Input rows.
◇ ◇ ◇ ◇
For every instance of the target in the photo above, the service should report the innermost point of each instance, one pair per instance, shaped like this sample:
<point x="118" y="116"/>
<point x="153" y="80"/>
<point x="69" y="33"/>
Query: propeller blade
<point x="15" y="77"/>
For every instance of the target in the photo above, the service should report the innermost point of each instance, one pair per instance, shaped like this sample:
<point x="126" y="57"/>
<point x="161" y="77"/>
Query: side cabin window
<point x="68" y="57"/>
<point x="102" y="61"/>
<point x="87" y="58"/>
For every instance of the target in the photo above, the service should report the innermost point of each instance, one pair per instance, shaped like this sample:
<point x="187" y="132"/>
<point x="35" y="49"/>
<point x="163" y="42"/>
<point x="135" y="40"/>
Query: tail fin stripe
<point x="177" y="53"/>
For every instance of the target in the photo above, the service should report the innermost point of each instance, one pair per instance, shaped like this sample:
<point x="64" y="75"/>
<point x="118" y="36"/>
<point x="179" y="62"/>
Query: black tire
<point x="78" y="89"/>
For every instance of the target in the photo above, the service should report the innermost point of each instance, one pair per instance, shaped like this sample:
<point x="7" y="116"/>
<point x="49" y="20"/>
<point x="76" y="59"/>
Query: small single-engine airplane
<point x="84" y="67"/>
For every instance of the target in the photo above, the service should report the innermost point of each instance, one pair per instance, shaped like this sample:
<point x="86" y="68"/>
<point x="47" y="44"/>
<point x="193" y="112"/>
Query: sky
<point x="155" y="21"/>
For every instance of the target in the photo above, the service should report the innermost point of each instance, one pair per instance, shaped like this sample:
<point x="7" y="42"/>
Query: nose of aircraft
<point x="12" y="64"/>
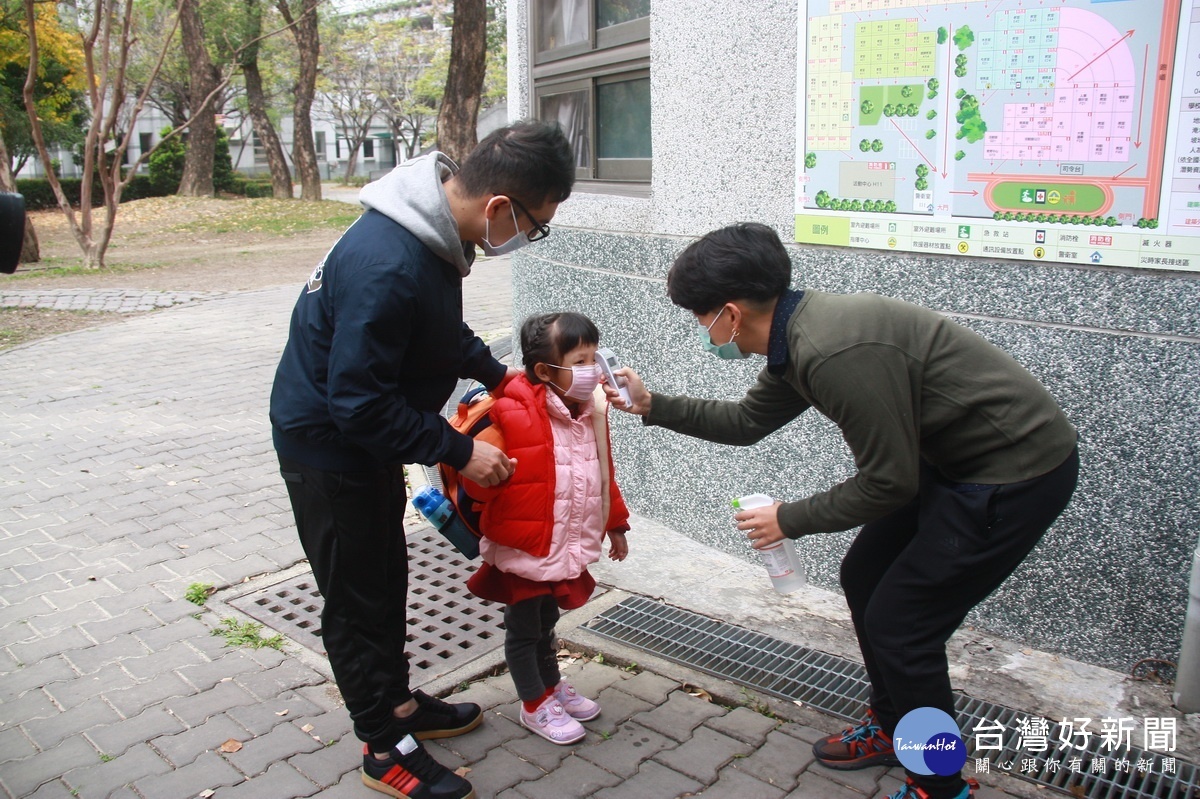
◇ ◇ ◇ ◇
Your objective. Which lines of the records above contain the string "Query"? Return every one of them in full, counting uppercase and lowercase letters as different.

Solution.
Query: propeller blade
Query: side cabin window
Query: tail fin stripe
Query: black tire
Query: small single-engine airplane
Query: sky
Query: nose of aircraft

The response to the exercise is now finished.